═══ INPUT RECORDS

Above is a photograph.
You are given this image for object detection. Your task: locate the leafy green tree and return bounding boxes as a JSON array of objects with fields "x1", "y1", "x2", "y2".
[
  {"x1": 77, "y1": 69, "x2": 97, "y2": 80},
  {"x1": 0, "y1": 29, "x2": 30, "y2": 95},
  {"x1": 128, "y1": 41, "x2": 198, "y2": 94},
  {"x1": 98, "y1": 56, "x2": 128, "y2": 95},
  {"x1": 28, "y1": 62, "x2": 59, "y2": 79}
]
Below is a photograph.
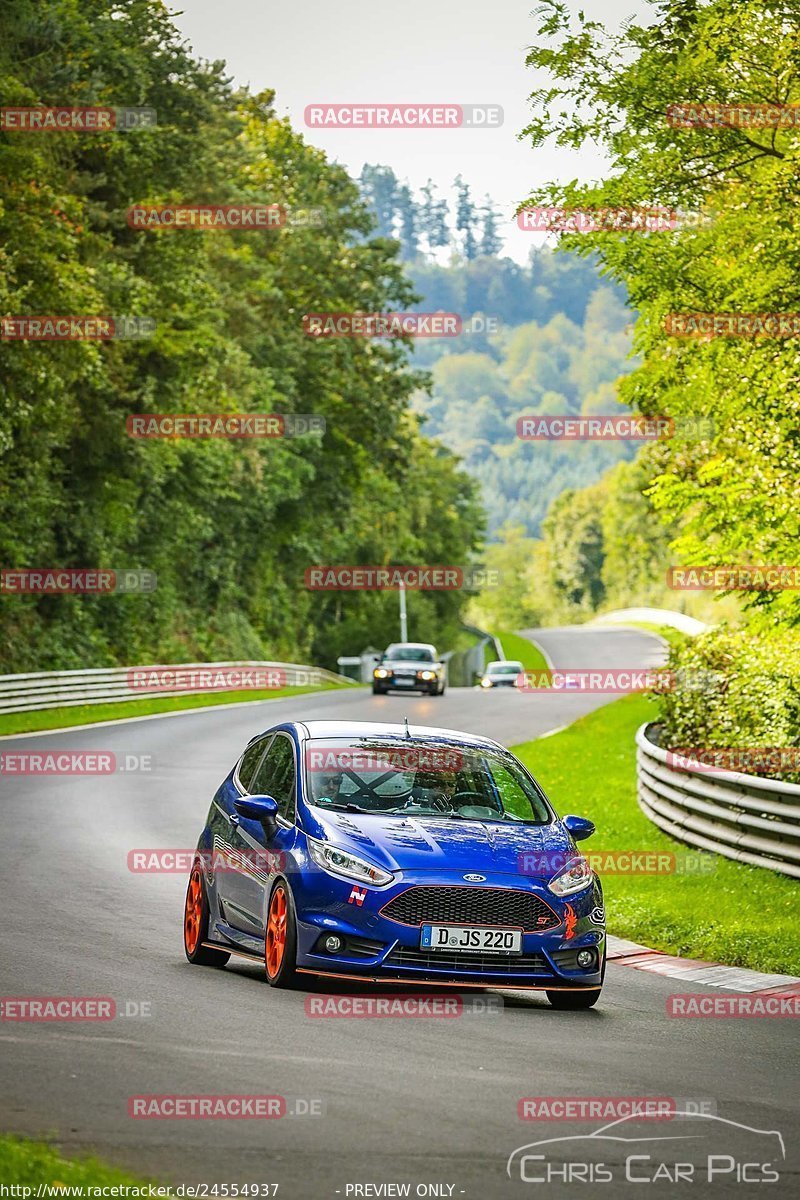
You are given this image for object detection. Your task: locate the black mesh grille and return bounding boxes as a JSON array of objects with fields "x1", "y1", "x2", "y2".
[
  {"x1": 384, "y1": 946, "x2": 553, "y2": 976},
  {"x1": 383, "y1": 887, "x2": 560, "y2": 932}
]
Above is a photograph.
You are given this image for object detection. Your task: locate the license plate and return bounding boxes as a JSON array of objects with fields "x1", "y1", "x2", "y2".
[{"x1": 420, "y1": 925, "x2": 522, "y2": 954}]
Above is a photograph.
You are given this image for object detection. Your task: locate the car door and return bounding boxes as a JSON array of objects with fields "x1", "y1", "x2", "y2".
[
  {"x1": 224, "y1": 732, "x2": 297, "y2": 937},
  {"x1": 211, "y1": 733, "x2": 275, "y2": 929}
]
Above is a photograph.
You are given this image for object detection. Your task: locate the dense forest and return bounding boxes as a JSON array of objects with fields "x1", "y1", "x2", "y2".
[
  {"x1": 360, "y1": 164, "x2": 636, "y2": 539},
  {"x1": 0, "y1": 0, "x2": 483, "y2": 672},
  {"x1": 472, "y1": 0, "x2": 800, "y2": 746}
]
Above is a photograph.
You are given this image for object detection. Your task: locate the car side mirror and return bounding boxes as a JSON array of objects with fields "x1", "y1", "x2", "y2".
[
  {"x1": 234, "y1": 796, "x2": 278, "y2": 838},
  {"x1": 561, "y1": 816, "x2": 595, "y2": 841}
]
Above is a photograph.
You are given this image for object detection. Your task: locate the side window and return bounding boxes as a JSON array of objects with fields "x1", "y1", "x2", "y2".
[
  {"x1": 237, "y1": 738, "x2": 270, "y2": 792},
  {"x1": 249, "y1": 733, "x2": 295, "y2": 822}
]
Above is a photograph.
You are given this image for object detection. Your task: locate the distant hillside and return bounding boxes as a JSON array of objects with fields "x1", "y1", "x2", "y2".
[
  {"x1": 408, "y1": 248, "x2": 636, "y2": 536},
  {"x1": 359, "y1": 164, "x2": 636, "y2": 536}
]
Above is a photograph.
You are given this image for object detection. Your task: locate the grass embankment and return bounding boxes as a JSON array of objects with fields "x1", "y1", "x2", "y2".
[
  {"x1": 0, "y1": 1136, "x2": 160, "y2": 1196},
  {"x1": 0, "y1": 683, "x2": 347, "y2": 737},
  {"x1": 513, "y1": 696, "x2": 800, "y2": 974},
  {"x1": 494, "y1": 630, "x2": 547, "y2": 671}
]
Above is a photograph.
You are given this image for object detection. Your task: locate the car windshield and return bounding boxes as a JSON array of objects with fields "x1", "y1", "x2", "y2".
[
  {"x1": 305, "y1": 738, "x2": 553, "y2": 824},
  {"x1": 384, "y1": 646, "x2": 435, "y2": 662}
]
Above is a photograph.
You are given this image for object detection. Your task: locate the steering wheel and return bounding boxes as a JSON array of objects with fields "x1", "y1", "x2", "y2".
[{"x1": 452, "y1": 791, "x2": 491, "y2": 808}]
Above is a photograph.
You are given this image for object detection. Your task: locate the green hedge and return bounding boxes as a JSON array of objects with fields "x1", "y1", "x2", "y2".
[{"x1": 660, "y1": 625, "x2": 800, "y2": 781}]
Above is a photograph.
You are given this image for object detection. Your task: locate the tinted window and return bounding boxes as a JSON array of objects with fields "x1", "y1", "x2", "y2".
[
  {"x1": 237, "y1": 738, "x2": 270, "y2": 792},
  {"x1": 303, "y1": 738, "x2": 552, "y2": 824},
  {"x1": 384, "y1": 646, "x2": 435, "y2": 662},
  {"x1": 249, "y1": 733, "x2": 295, "y2": 822}
]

══════

▶ [REQUIREMENT] Restate each line of the records exactly; pictures do not belong in the copy.

▶ [SOLUTION TO THE PROBLEM]
Above is a photograph.
You are given this image for object detection. Your task: locate the leafy green tree and return bounding boxes as a JSON array of objects with fields "x1", "y1", "x2", "y2".
[
  {"x1": 77, "y1": 69, "x2": 97, "y2": 80},
  {"x1": 0, "y1": 29, "x2": 30, "y2": 95},
  {"x1": 128, "y1": 41, "x2": 198, "y2": 94},
  {"x1": 98, "y1": 56, "x2": 128, "y2": 95},
  {"x1": 28, "y1": 62, "x2": 59, "y2": 79}
]
Below is a photograph.
You are given this image for object detection. Your task: locate the black mesh grille and return bounding boxes as a JSON array of objects with fields "x1", "y1", "x2", "y2".
[
  {"x1": 384, "y1": 946, "x2": 553, "y2": 976},
  {"x1": 383, "y1": 887, "x2": 560, "y2": 932}
]
Above is a photograph.
You are given this image for object detection. Your task: locate the license plate and return bounding boxes as a JSON array of objects with fields "x1", "y1", "x2", "y2".
[{"x1": 420, "y1": 925, "x2": 522, "y2": 954}]
Above is a photograph.
You are given this image for object detection. Your task: locate the car door and return bounding boxes as a JSON array of objects with fields "x1", "y1", "x2", "y2".
[
  {"x1": 224, "y1": 732, "x2": 297, "y2": 937},
  {"x1": 211, "y1": 733, "x2": 275, "y2": 929}
]
Above is a photograph.
You are given this image for object detection. Your task: locate the dense forest and return bounding boxes as a JSON array of objects with fields "x1", "y1", "x2", "y2".
[
  {"x1": 360, "y1": 164, "x2": 636, "y2": 539},
  {"x1": 0, "y1": 0, "x2": 483, "y2": 672},
  {"x1": 472, "y1": 0, "x2": 800, "y2": 746}
]
Above is a photograph.
You are given this image for object detection. Your task: locate the car side mirror and return bounding boxes as a JSON array of objects with fields "x1", "y1", "x2", "y2".
[
  {"x1": 234, "y1": 796, "x2": 278, "y2": 838},
  {"x1": 561, "y1": 816, "x2": 595, "y2": 841}
]
Above is a photograph.
You are given this image for object detection. Your task: locate the side window and return bounding boxes as a JSON array of objects with fields "x1", "y1", "x2", "y2".
[
  {"x1": 237, "y1": 738, "x2": 270, "y2": 792},
  {"x1": 249, "y1": 733, "x2": 295, "y2": 822}
]
Above is a photograph.
You are given this image for object detection. Your task: locate the distant hillside and return bounding boxes as a JSON array of objects with fields "x1", "y1", "x2", "y2".
[
  {"x1": 408, "y1": 248, "x2": 636, "y2": 536},
  {"x1": 359, "y1": 164, "x2": 636, "y2": 536}
]
Above is a photograph.
You are given this image for object detection. Your task: locate the grass embankment and return bounding boxes as a JSON array of objects with fields "x1", "y1", "x2", "y2".
[
  {"x1": 0, "y1": 1136, "x2": 160, "y2": 1196},
  {"x1": 0, "y1": 683, "x2": 347, "y2": 737},
  {"x1": 513, "y1": 696, "x2": 800, "y2": 974},
  {"x1": 494, "y1": 630, "x2": 547, "y2": 671}
]
Above is a photograph.
You are given this image for object detection. Your task: locate the car windshield and return bounding boxes as a JSON array of objects with fields "x1", "y1", "x2", "y2".
[
  {"x1": 305, "y1": 738, "x2": 553, "y2": 824},
  {"x1": 384, "y1": 646, "x2": 435, "y2": 662}
]
Above is a photograph.
You are given this image for object detection. Your task: locate the steering wheel and return bounding boxes as a JSON array of objects with fields "x1", "y1", "x2", "y2".
[{"x1": 452, "y1": 791, "x2": 491, "y2": 808}]
Above is a photograph.
You are given this image for object detection. Your task: locate the green hedge and return bounding boxes as a JSON array of objects with fields "x1", "y1", "x2", "y2".
[{"x1": 660, "y1": 625, "x2": 800, "y2": 781}]
Above is a photograph.
You are given this image for object detection. Your task: locate the tinted window and return bounding boxes as a JSON array of objects with fields "x1", "y1", "x2", "y2".
[
  {"x1": 237, "y1": 738, "x2": 270, "y2": 792},
  {"x1": 303, "y1": 738, "x2": 552, "y2": 824},
  {"x1": 384, "y1": 646, "x2": 435, "y2": 662},
  {"x1": 249, "y1": 733, "x2": 295, "y2": 822}
]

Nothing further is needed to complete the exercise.